> **ÉNONCÉ DU PROBLÈME**
Présentez toutes les lignes ci-dessous sous forme de tableau Markdown à deux colonnes : « N° » pour le numéro de rang et « Ligne » pour le texte de la ligne. Omettez les lignes vides et laissez les images hors du tableau.
######
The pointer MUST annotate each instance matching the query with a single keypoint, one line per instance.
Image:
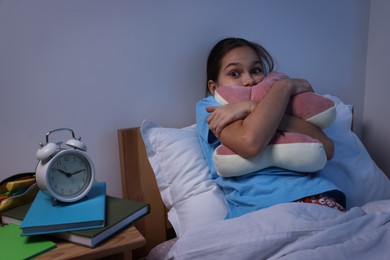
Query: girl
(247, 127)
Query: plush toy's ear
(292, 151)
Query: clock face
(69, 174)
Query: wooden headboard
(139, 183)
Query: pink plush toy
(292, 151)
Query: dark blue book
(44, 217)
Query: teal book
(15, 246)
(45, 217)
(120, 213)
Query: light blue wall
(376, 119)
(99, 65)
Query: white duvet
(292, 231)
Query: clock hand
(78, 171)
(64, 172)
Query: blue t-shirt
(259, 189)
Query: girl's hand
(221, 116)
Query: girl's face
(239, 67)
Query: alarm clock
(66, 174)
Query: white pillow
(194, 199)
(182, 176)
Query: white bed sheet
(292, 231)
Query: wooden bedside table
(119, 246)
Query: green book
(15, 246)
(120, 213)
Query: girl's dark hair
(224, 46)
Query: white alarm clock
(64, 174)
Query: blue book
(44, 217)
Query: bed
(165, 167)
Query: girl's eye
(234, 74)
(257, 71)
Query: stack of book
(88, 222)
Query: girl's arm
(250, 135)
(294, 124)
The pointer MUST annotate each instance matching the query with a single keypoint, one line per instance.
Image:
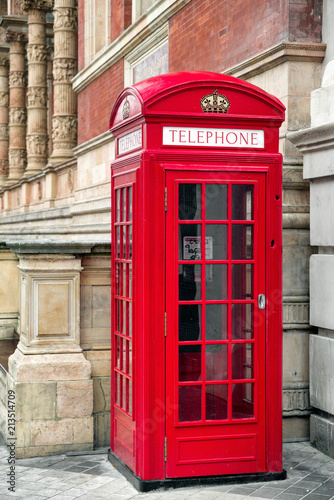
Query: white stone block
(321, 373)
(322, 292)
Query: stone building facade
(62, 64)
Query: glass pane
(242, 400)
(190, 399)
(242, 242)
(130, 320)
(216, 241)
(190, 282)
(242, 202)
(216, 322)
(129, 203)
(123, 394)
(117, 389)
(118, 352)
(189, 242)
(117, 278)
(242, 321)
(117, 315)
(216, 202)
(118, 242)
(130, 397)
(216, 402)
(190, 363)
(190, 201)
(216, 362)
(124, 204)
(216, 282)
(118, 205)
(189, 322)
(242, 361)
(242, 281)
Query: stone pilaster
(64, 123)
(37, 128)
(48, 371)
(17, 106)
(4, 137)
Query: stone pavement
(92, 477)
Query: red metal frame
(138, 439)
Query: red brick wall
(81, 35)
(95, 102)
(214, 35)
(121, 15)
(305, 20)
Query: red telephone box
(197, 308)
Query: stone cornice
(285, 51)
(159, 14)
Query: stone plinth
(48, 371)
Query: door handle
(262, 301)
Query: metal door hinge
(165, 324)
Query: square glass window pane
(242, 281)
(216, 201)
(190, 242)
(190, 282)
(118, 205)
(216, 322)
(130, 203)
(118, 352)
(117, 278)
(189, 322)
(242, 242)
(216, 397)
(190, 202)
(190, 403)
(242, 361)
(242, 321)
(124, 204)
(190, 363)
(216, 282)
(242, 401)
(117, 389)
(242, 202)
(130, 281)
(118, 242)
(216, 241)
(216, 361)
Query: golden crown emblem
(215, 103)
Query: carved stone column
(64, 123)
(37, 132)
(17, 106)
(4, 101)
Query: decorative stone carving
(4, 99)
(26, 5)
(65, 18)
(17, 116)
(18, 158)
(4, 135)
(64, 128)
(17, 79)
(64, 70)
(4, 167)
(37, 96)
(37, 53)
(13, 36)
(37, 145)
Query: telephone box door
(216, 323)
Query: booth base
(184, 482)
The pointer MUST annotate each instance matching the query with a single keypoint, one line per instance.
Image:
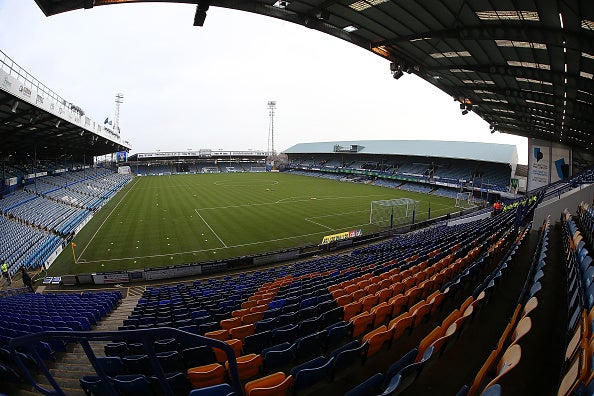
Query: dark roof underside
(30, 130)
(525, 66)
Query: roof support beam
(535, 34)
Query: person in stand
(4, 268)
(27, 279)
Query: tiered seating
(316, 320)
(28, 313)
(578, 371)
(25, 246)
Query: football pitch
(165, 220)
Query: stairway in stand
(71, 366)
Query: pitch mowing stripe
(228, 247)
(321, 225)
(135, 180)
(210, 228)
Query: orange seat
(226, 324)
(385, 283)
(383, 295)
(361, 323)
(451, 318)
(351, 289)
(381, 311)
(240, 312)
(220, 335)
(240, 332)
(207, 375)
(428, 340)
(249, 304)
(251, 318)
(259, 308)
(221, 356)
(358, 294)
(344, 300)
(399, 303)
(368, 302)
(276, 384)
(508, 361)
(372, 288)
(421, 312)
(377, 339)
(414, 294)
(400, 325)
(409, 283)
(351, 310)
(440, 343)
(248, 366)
######
> **TÂCHE ACCOMPLIE**
| N° | Ligne |
|---|---|
| 1 | The pointer MUST annotate each instance matching the query with a single keypoint, one line per instance. |
| 2 | Image: |
| 3 | Query: girl |
| 4 | (247, 127) |
| 5 | Query: plush toy's ear |
| 6 | (292, 151) |
| 7 | Query: clock face |
| 8 | (69, 174) |
| 9 | Query: wooden headboard |
| 10 | (139, 183) |
| 11 | Query: pink plush toy |
| 12 | (292, 151) |
| 13 | Query: dark blue book |
| 14 | (44, 217) |
| 15 | Query: teal book |
| 16 | (15, 246) |
| 17 | (45, 217) |
| 18 | (120, 213) |
| 19 | Query: light blue wall |
| 20 | (376, 119) |
| 21 | (99, 65) |
| 22 | Query: white duvet |
| 23 | (292, 231) |
| 24 | Query: clock hand |
| 25 | (78, 171) |
| 26 | (64, 172) |
| 27 | Query: blue t-shirt |
| 28 | (259, 189) |
| 29 | Query: girl's hand |
| 30 | (221, 116) |
| 31 | Query: girl's face |
| 32 | (239, 67) |
| 33 | Query: alarm clock |
| 34 | (66, 174) |
| 35 | Query: white pillow |
| 36 | (194, 199) |
| 37 | (182, 176) |
| 38 | Query: white bed sheet |
| 39 | (292, 231) |
| 40 | Query: wooden bedside table |
| 41 | (119, 246) |
| 42 | Query: green book |
| 43 | (15, 246) |
| 44 | (120, 213) |
| 45 | Query: girl's dark hair |
| 46 | (224, 46) |
| 47 | Query: white alarm clock |
| 48 | (64, 174) |
| 49 | Query: blue book |
| 50 | (44, 217) |
| 51 | Query: bed |
| 52 | (165, 167) |
| 53 | Query: girl's eye |
| 54 | (234, 74) |
| 55 | (257, 71) |
| 56 | Query: stack of book |
| 57 | (88, 222) |
| 58 | Query: girl's arm |
| 59 | (250, 135) |
| 60 | (294, 124) |
| 61 | The pointer MUST annotate each instance matching the query with a single keypoint, one line per instance. |
| 62 | Image: |
| 63 | Query: white stone block |
| 64 | (321, 373) |
| 65 | (322, 292) |
| 66 | Query: stone building facade |
| 67 | (62, 64) |
| 68 | Query: glass pane |
| 69 | (242, 400) |
| 70 | (190, 399) |
| 71 | (242, 242) |
| 72 | (130, 320) |
| 73 | (216, 241) |
| 74 | (190, 282) |
| 75 | (242, 202) |
| 76 | (216, 322) |
| 77 | (129, 203) |
| 78 | (123, 394) |
| 79 | (117, 389) |
| 80 | (118, 352) |
| 81 | (189, 242) |
| 82 | (117, 278) |
| 83 | (242, 321) |
| 84 | (117, 315) |
| 85 | (216, 202) |
| 86 | (118, 242) |
| 87 | (130, 397) |
| 88 | (216, 402) |
| 89 | (190, 363) |
| 90 | (190, 201) |
| 91 | (216, 362) |
| 92 | (124, 204) |
| 93 | (216, 282) |
| 94 | (118, 205) |
| 95 | (189, 322) |
| 96 | (242, 361) |
| 97 | (242, 281) |
| 98 | Query: stone pilaster |
| 99 | (64, 123) |
| 100 | (37, 128) |
| 101 | (48, 371) |
| 102 | (17, 106) |
| 103 | (4, 137) |
| 104 | Query: stone pavement |
| 105 | (92, 477) |
| 106 | Query: red metal frame |
| 107 | (138, 439) |
| 108 | Query: red brick wall |
| 109 | (81, 35) |
| 110 | (95, 102) |
| 111 | (214, 35) |
| 112 | (121, 15) |
| 113 | (305, 20) |
| 114 | Query: red telephone box |
| 115 | (197, 308) |
| 116 | Query: stone cornice |
| 117 | (285, 51) |
| 118 | (159, 14) |
| 119 | Query: stone plinth |
| 120 | (48, 371) |
| 121 | Query: door handle |
| 122 | (262, 301) |
| 123 | Query: metal door hinge |
| 124 | (165, 324) |
| 125 | Query: square glass window pane |
| 126 | (242, 281) |
| 127 | (216, 201) |
| 128 | (190, 242) |
| 129 | (190, 282) |
| 130 | (118, 205) |
| 131 | (216, 322) |
| 132 | (130, 203) |
| 133 | (118, 352) |
| 134 | (117, 278) |
| 135 | (189, 322) |
| 136 | (242, 242) |
| 137 | (216, 397) |
| 138 | (190, 202) |
| 139 | (190, 403) |
| 140 | (242, 361) |
| 141 | (242, 321) |
| 142 | (124, 204) |
| 143 | (190, 363) |
| 144 | (216, 282) |
| 145 | (242, 401) |
| 146 | (117, 389) |
| 147 | (242, 202) |
| 148 | (130, 281) |
| 149 | (118, 242) |
| 150 | (216, 241) |
| 151 | (216, 361) |
| 152 | Query: golden crown emblem |
| 153 | (215, 103) |
| 154 | Query: carved stone column |
| 155 | (64, 123) |
| 156 | (37, 132) |
| 157 | (17, 106) |
| 158 | (4, 101) |
| 159 | Query: decorative stone carving |
| 160 | (4, 99) |
| 161 | (26, 5) |
| 162 | (65, 18) |
| 163 | (17, 116) |
| 164 | (18, 158) |
| 165 | (4, 135) |
| 166 | (64, 128) |
| 167 | (17, 79) |
| 168 | (64, 70) |
| 169 | (4, 167) |
| 170 | (37, 96) |
| 171 | (37, 53) |
| 172 | (13, 36) |
| 173 | (37, 145) |
| 174 | Query: telephone box door |
| 175 | (216, 323) |
| 176 | Query: booth base |
| 177 | (184, 482) |
| 178 | The pointer MUST annotate each instance matching the query with a single keypoint, one line per instance. |
| 179 | Image: |
| 180 | Query: dark roof underside |
| 181 | (30, 130) |
| 182 | (525, 66) |
| 183 | Query: roof support beam |
| 184 | (535, 34) |
| 185 | Query: person in stand |
| 186 | (4, 268) |
| 187 | (27, 279) |
| 188 | Query: tiered seating |
| 189 | (316, 320) |
| 190 | (28, 313) |
| 191 | (578, 371) |
| 192 | (25, 246) |
| 193 | Query: football pitch |
| 194 | (165, 220) |
| 195 | Query: stairway in stand |
| 196 | (71, 366) |
| 197 | Query: pitch mowing stripe |
| 198 | (228, 247) |
| 199 | (321, 225) |
| 200 | (135, 180) |
| 201 | (210, 228) |
| 202 | Query: orange seat |
| 203 | (226, 324) |
| 204 | (385, 283) |
| 205 | (383, 295) |
| 206 | (361, 323) |
| 207 | (451, 318) |
| 208 | (351, 289) |
| 209 | (381, 311) |
| 210 | (240, 312) |
| 211 | (220, 335) |
| 212 | (240, 332) |
| 213 | (207, 375) |
| 214 | (428, 340) |
| 215 | (249, 304) |
| 216 | (251, 318) |
| 217 | (259, 308) |
| 218 | (221, 356) |
| 219 | (358, 294) |
| 220 | (344, 300) |
| 221 | (399, 303) |
| 222 | (368, 302) |
| 223 | (276, 384) |
| 224 | (508, 361) |
| 225 | (372, 288) |
| 226 | (421, 312) |
| 227 | (377, 339) |
| 228 | (414, 294) |
| 229 | (400, 325) |
| 230 | (409, 283) |
| 231 | (351, 310) |
| 232 | (440, 343) |
| 233 | (248, 366) |